• 抜粋本文
******************************
#計画 #設計 #更新 #市民 #沿道整備推進協議会

細野哲央(ほその てつお) 一般社団法人地域緑花技術普及協会 代表理事 博士(農学) 樹木医
「神田警察通り」街路樹伐採計画
街路樹伐採計画を巡り、「神田警察通り」(東京都千代田区)が揺れています。 問題となっているのは、「神田警察通り」の改良工事(2期)の約230mの区間。 現在4車線ある車道の1車線を減らして歩道が拡張されるのですが、この工事で既存の街路樹がすべて更新されることが分かり、区民から反対の声が上がりました。 この問題について街路樹問題に詳しい細野哲央さんに伺いました。
2期工事区間の街路樹更新問題
(2)住民アンケート
― 区が2019年12月に沿道住民を対象に実施した「神田警察通りの整備にかかるアンケート」(配布数4704通、回収数680通:回収率14.5%)について詳しく教えてください。 アンケートの街路樹に関する設問と結果を記します。
問8 神田警察通りの街路樹について、どのように考えますか?
①今のままで良い 196人(29%)
②植え替えを含め課題解決してほしい 322人(47%)
③どちらとも言えない 98人(14%)
(問8で②を選択された方)
問9 神田警察通りの街路樹の樹種について、どのように考えますか?
①今と同じ樹種が良い 47人(15%)
②新たな樹種に替えてほしい 153人(47%)
③どちらとも言えない 118人(37%)
(問9で②または③を選択された方)
問10 神田警察通りの街路樹には、どのような樹木が相応しいと考えますか?
①花の咲く樹木 109人(15%)
②落ち葉の少ない樹木 148人(21%)
③紅葉(落葉)する樹木 65人(9%)
④病害虫の少ない樹木 115人(16%)
⑤樹冠の大きな樹木 33人(5%)
⑥街路空間に適した樹木 181人(25%)
⑦その他 58人(8%)
千代田区「神田警察通りの整備にかかるアンケート」2019
― のちに街路樹伐採に反対する住民らは設問が不適切だとしてやり直しを求めました。
「東京都千代田区の区道「神田警察通り」(約1・4キロ)の工事に伴う街路樹の伐採方針をめぐり、区が実施した住民アンケートについて「設問が不適切」との批判が相次いでいる。住民側はやり直しを求めているが、区は応じていない。」
東京新聞2022年1月8日「神田のイチョウ並木がピンチ… 学生街のシンボル、道路整備で伐採計画 住民は「切らずに活用して」」
細野:まず、住民の関心が高い内容で区が実施するアンケートなのに14.5%の回収率というのはあまりにも低いです。 分析に進んでよいのかためらわれるレベルの回収率の低さではありますが、住民の方たちが批判する設問内容についてそれぞれ詳しくみていきましょう。 2期工事区間の問題の全体像を先に知りたい方は飛ばしてもらえればと思います。
①神田警察通りの街路樹について、どのように考えますか?
- まず問8「神田警察通りの街路樹について、どのように考えますか?」です。 選択肢と結果は以下のようになっています。 ①今のままで良い 196人(29%) ②植替えを含め課題解決してほしい 322人(47%) ③どちらとも言えない 98人(14%)

(回答数683 *3件の複数回答を含む)
******************************
• 表示情報

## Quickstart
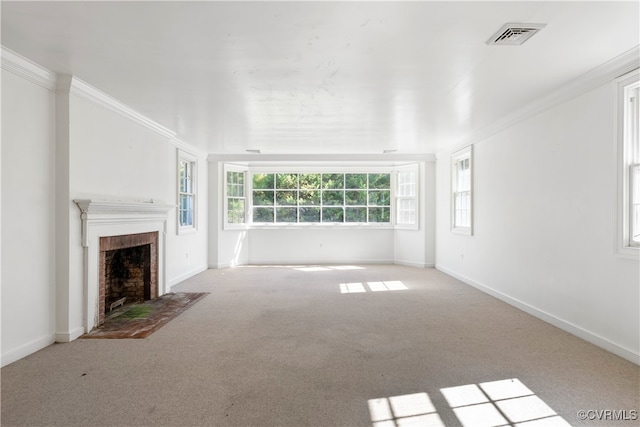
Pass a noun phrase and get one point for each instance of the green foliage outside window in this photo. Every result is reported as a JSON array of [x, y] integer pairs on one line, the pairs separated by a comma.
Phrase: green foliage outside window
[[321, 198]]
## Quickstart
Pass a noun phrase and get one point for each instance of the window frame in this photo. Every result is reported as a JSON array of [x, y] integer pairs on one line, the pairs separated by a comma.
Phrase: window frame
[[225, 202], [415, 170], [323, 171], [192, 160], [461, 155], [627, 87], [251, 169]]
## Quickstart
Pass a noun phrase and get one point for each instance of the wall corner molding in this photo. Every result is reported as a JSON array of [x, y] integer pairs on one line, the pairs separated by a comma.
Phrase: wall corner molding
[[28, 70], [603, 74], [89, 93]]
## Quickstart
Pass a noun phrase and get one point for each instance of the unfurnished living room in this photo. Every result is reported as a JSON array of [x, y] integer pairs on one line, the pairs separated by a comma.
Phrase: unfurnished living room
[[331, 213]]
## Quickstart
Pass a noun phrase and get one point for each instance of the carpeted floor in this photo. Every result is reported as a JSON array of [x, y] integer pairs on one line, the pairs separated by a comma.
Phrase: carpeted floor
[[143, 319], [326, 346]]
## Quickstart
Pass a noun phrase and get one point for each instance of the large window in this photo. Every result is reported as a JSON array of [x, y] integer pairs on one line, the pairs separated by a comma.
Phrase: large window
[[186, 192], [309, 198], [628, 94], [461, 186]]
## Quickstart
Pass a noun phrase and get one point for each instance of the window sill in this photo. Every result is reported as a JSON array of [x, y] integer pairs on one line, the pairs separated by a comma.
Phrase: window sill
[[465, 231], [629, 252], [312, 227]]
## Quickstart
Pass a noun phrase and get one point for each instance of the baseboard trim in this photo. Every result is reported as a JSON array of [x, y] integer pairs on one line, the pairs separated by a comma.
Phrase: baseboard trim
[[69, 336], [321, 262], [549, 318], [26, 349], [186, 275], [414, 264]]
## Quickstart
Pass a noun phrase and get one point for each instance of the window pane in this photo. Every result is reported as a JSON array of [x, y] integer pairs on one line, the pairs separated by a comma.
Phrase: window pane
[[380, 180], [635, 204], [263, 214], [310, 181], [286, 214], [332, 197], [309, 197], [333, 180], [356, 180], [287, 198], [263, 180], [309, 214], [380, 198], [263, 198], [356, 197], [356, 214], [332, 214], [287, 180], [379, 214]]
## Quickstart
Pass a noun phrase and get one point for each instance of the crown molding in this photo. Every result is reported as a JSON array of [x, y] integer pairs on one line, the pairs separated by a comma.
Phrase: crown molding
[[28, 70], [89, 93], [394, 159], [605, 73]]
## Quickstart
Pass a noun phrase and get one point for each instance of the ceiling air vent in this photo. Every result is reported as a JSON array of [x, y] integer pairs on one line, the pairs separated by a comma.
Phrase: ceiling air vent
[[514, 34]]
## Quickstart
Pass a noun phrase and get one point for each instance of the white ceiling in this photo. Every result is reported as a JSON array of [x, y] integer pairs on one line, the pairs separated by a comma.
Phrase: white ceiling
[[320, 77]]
******************************
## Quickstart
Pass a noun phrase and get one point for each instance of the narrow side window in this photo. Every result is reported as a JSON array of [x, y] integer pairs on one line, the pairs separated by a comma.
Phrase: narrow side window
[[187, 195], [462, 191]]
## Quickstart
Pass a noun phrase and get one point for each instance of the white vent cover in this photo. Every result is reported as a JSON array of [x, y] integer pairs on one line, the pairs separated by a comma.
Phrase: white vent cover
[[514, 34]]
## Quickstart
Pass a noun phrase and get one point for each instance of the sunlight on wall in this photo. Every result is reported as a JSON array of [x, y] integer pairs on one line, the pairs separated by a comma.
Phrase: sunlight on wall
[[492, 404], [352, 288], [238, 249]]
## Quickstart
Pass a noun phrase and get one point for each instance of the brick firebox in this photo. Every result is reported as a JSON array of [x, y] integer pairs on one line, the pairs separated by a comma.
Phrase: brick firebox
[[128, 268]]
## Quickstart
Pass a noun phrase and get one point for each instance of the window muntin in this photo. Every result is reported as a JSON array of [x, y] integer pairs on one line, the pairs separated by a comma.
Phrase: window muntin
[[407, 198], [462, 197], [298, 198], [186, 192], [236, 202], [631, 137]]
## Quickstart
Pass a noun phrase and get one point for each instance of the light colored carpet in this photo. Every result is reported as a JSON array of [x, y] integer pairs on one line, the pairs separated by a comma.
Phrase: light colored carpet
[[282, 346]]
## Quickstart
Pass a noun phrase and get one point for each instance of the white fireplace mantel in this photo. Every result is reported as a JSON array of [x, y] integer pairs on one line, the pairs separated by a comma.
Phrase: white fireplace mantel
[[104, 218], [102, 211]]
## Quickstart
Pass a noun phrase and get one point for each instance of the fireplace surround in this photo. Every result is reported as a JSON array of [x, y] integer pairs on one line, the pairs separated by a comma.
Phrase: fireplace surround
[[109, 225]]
******************************
• 作業内容
神田警察通りの街路樹に関する文章から、「⑦その他 58人(8%)」から「322人(47%) ③どちらとも言えない 98人(14%)」までをすべて、一字も変えずに出力してください。

• 出力全文
⑦その他 58人(8%)
千代田区「神田警察通りの整備にかかるアンケート」2019
― のちに街路樹伐採に反対する住民らは設問が不適切だとしてやり直しを求めました。
「東京都千代田区の区道「神田警察通り」(約1・4キロ)の工事に伴う街路樹の伐採方針をめぐり、区が実施した住民アンケートについて「設問が不適切」との批判が相次いでいる。住民側はやり直しを求めているが、区は応じていない。」
東京新聞2022年1月8日「神田のイチョウ並木がピンチ… 学生街のシンボル、道路整備で伐採計画 住民は「切らずに活用して」」
細野:まず、住民の関心が高い内容で区が実施するアンケートなのに14.5%の回収率というのはあまりにも低いです。 分析に進んでよいのかためらわれるレベルの回収率の低さではありますが、住民の方たちが批判する設問内容についてそれぞれ詳しくみていきましょう。 2期工事区間の問題の全体像を先に知りたい方は飛ばしてもらえればと思います。
①神田警察通りの街路樹について、どのように考えますか?
- まず問8「神田警察通りの街路樹について、どのように考えますか?」です。 選択肢と結果は以下のようになっています。 ①今のままで良い 196人(29%) ②植替えを含め課題解決してほしい 322人(47%) ③どちらとも言えない 98人(14%)